- **Task to carry out**:
Reproduce everything in the budget news article below, from "Business News of" down to "by macroeconomic stability.", word for word.

- **Reading text**:
■ ■ ■ ■ ■ ■ ■
Business News of Monday, 18 November 2013

Source: B&FT

Budget Day tomorrow

Tomorrow in Parliament, Seth Terkper, the Minister of Finance, will read his second budget speech in nine months, in which he is expected to put forward a plan for strong growth in 2014 underpinned by macroeconomic stability.

The budget speech takes place against a backdrop of public dissatisfaction with the raft of fiscal austerity measures introduced by government this year -- the most recent of which was the partial removal of subsidies on electricity and water -- in an effort to trim last year’s large budget deficit of 11.8 percent of GDP.

Despite the measures -- which also included the cancellation of subsidies on fuel products, tax hikes, and the lowest percentage-increase in public-sector wages since 2010 -- Mr. Terkper is set to admit in Tuesday’s budget that government will miss its budget deficit target of 9 percent of output in 2013.

This is partially because the economy is growing less briskly than predicted this year -- 7.4 percent compared to 8 percent -- leading to tax revenues coming in short of expectation. The other reasons are that wages and interest spending have been running above their targets, and external grants that were budgeted for have not been fully released by the country’s donors.

Amid this stress on the government finances, a more plausible deficit outcome in 2013 is a figure above 10 percent of GDP, analysts say. Barring a dramatic improvement in growth and taxes from 2014, as well as better success in managing expenditure, this deficit deviation could prolong the time required for reducing the gap to the medium-term target of 6 percent of GDP -- which Mr. Terkper in his last budget in March predicted will be achieved in 2015.
■ ■ ■ ■ ■ ■ ■
[Rows contained in a dataset]
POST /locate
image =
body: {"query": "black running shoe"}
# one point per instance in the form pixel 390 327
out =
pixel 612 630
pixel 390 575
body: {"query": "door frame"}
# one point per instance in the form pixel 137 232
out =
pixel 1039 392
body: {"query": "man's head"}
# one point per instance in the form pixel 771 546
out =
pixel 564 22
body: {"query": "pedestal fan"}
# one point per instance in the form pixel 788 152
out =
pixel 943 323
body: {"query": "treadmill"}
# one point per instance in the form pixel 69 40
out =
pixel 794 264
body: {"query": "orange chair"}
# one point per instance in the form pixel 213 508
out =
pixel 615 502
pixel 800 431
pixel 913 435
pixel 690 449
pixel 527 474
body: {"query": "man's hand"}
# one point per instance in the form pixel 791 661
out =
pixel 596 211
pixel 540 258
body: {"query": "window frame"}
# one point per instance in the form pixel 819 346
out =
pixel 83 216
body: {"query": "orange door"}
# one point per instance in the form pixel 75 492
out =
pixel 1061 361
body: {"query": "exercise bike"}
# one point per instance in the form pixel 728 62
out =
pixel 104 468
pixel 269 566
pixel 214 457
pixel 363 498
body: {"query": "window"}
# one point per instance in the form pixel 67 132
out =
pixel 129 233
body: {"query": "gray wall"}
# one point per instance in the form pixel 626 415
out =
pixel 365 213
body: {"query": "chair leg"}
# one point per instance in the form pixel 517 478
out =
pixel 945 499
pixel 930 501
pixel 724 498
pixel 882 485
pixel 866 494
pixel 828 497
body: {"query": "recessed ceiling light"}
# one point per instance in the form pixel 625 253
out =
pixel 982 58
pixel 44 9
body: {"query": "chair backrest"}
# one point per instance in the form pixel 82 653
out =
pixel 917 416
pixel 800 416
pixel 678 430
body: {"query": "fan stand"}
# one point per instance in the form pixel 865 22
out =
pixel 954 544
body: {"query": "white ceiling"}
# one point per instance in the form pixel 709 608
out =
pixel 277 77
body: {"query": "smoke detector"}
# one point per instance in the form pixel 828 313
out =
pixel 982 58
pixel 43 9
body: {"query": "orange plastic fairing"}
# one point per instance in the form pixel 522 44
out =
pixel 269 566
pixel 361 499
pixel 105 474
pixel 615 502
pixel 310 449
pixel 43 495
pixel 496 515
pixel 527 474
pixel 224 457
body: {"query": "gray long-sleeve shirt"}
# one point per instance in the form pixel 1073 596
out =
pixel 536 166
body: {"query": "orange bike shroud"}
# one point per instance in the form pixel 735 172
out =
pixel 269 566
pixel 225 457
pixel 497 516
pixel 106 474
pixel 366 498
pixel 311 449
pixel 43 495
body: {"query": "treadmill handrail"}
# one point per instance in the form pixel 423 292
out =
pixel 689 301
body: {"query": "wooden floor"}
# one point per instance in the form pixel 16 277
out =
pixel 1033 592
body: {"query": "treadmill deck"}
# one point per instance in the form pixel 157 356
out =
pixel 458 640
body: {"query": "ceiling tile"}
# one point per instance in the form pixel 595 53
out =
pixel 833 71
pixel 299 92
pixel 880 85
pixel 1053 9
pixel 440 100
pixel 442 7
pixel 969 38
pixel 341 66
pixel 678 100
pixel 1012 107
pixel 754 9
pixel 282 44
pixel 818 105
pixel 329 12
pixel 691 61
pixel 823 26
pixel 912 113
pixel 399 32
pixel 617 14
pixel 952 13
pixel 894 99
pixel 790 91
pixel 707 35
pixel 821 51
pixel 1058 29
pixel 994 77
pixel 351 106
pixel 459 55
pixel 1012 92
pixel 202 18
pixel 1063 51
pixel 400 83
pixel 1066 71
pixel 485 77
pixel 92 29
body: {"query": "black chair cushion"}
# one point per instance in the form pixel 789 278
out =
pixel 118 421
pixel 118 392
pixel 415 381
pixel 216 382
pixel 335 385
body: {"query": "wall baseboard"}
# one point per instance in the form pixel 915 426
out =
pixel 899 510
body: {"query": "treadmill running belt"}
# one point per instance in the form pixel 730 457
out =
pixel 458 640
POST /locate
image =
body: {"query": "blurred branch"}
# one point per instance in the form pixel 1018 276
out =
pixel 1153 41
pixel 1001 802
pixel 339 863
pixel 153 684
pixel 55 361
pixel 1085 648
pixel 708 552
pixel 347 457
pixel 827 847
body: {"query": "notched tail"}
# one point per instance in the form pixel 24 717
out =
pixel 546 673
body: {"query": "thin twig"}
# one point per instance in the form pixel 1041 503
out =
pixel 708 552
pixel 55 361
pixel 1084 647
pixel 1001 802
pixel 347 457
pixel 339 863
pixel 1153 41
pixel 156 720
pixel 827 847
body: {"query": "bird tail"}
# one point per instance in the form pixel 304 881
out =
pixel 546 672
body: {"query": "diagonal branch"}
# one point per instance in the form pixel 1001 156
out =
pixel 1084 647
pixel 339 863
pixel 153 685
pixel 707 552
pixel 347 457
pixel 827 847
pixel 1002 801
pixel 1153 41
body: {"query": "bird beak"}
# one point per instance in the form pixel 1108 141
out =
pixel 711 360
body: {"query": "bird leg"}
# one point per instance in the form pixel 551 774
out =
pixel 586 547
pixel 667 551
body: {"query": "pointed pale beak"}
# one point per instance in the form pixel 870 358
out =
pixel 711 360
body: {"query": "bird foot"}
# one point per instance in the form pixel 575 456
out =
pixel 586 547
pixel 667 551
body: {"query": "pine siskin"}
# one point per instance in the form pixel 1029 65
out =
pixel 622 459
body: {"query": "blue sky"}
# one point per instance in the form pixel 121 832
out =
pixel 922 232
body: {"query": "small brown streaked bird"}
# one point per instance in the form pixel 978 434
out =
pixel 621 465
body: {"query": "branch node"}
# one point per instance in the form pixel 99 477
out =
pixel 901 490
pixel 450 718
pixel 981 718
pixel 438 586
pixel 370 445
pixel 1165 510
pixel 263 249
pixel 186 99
■ ■ ■ ■ ■ ■ ■
- **Solution for this task**:
Business News of Monday, 18 November 2013

Source: B&FT

Budget Day tomorrow

Tomorrow in Parliament, Seth Terkper, the Minister of Finance, will read his second budget speech in nine months, in which he is expected to put forward a plan for strong growth in 2014 underpinned by macroeconomic stability.